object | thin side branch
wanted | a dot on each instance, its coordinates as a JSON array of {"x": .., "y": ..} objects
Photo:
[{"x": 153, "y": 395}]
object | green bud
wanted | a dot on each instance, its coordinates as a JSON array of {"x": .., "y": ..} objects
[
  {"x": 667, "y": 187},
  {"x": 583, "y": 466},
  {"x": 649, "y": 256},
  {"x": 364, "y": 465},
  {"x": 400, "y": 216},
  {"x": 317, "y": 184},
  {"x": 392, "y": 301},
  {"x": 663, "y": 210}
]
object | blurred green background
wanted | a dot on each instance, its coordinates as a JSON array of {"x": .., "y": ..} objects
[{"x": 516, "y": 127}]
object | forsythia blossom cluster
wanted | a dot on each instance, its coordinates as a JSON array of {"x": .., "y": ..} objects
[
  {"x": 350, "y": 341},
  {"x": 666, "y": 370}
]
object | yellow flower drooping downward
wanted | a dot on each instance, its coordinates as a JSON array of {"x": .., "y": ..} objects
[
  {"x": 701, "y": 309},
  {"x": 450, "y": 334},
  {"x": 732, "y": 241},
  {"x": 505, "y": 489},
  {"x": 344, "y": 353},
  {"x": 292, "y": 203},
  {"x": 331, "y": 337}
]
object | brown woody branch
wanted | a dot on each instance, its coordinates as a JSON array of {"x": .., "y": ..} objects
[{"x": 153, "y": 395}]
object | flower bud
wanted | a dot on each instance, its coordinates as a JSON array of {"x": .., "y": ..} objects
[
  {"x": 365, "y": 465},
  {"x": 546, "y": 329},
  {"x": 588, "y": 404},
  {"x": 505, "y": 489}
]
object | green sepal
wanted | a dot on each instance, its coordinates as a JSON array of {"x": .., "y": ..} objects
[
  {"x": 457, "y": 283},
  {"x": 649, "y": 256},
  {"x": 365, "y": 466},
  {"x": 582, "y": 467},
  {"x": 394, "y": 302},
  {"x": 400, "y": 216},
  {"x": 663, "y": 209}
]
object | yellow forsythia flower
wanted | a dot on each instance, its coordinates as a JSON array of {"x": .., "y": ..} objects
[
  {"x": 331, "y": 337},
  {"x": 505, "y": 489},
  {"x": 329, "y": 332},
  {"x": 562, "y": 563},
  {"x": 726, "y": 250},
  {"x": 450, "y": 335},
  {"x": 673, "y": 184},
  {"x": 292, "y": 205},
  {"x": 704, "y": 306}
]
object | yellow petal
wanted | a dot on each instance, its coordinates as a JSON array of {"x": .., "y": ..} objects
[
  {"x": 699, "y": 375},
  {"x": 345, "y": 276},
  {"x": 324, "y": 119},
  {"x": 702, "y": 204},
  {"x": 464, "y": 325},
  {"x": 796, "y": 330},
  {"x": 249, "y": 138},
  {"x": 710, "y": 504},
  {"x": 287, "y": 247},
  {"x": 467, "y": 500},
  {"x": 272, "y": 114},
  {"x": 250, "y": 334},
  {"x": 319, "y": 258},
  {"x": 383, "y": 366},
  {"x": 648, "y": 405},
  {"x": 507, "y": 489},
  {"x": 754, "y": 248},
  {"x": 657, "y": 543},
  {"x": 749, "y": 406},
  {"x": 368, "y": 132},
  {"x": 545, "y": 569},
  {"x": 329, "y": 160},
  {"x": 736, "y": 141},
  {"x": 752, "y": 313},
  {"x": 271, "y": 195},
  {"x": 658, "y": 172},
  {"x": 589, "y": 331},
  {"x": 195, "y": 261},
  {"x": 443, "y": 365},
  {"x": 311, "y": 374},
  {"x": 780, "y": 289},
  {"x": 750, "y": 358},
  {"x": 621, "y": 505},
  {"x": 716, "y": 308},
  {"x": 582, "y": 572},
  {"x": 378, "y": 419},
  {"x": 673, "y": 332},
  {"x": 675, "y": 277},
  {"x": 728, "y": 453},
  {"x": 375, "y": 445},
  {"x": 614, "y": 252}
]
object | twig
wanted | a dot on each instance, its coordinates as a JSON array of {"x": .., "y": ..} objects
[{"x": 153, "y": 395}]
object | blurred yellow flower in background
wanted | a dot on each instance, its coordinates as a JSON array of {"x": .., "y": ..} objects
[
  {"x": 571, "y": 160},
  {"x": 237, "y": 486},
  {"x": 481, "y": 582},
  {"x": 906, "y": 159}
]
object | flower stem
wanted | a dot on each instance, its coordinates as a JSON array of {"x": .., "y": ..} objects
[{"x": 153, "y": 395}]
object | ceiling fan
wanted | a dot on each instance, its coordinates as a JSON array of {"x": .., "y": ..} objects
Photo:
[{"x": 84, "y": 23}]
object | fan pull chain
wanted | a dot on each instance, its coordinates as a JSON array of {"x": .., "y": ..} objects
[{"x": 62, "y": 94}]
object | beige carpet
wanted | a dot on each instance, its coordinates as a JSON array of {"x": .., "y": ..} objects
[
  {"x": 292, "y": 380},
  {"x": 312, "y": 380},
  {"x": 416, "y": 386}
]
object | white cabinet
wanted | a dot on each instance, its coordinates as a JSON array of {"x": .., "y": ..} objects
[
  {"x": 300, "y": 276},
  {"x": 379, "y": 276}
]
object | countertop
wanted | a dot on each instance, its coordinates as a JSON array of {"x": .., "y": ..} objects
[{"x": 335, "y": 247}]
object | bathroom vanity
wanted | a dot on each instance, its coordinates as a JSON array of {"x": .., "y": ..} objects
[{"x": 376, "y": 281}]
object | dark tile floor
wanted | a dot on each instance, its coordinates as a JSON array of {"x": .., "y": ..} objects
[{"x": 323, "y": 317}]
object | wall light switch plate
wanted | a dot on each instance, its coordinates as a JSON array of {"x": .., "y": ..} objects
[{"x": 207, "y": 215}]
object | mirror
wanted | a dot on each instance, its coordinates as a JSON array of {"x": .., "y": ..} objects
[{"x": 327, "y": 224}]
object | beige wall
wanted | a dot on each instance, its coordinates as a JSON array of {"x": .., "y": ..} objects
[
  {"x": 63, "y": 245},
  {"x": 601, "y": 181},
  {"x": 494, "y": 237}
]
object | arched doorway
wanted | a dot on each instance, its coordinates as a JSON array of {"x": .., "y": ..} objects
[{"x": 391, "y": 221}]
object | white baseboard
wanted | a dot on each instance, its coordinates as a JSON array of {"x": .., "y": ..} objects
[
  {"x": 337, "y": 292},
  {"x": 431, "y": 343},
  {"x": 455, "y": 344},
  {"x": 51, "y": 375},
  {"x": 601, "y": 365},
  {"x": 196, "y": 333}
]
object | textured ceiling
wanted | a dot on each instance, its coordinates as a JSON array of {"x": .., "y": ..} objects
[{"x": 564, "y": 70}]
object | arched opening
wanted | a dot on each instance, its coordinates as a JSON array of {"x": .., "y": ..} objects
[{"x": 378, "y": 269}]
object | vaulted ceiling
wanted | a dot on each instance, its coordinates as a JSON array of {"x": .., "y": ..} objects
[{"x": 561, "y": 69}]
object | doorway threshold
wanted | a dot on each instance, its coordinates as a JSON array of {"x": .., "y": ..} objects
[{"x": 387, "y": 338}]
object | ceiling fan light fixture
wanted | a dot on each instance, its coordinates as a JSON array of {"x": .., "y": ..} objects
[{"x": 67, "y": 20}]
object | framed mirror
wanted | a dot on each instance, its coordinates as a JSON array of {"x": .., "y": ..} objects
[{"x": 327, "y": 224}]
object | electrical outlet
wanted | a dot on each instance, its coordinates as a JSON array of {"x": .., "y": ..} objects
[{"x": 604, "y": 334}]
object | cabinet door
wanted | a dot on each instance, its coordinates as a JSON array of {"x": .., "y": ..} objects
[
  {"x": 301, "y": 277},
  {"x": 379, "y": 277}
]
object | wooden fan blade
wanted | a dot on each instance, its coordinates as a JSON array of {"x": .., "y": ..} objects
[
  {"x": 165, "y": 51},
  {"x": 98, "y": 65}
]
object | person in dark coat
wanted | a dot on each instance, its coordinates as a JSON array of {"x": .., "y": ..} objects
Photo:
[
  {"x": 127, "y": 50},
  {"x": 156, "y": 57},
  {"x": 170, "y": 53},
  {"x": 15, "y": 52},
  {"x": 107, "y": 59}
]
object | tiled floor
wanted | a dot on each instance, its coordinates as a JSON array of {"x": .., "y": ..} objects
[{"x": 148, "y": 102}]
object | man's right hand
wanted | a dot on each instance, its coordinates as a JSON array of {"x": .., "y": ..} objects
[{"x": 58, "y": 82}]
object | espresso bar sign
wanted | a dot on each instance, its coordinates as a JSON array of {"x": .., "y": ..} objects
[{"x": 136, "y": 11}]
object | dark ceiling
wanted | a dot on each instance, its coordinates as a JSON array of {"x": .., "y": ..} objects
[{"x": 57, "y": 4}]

_Short problem_.
Retype the lines of the items above, starting at the line that contains "object | man's right hand" and ending at the final line of the items, reproducing each one without any change.

_Exercise answer_.
object | man's right hand
wanted | a dot on each instance, its coordinates as a JSON array of {"x": .., "y": ..} objects
[{"x": 58, "y": 82}]
object | espresso bar sign
wanted | a dot on each instance, its coordinates as a JSON array of {"x": .., "y": ..} objects
[{"x": 136, "y": 11}]
object | dark ceiling
wanted | a dot on each instance, its coordinates as a JSON array of {"x": .., "y": ..} objects
[{"x": 57, "y": 4}]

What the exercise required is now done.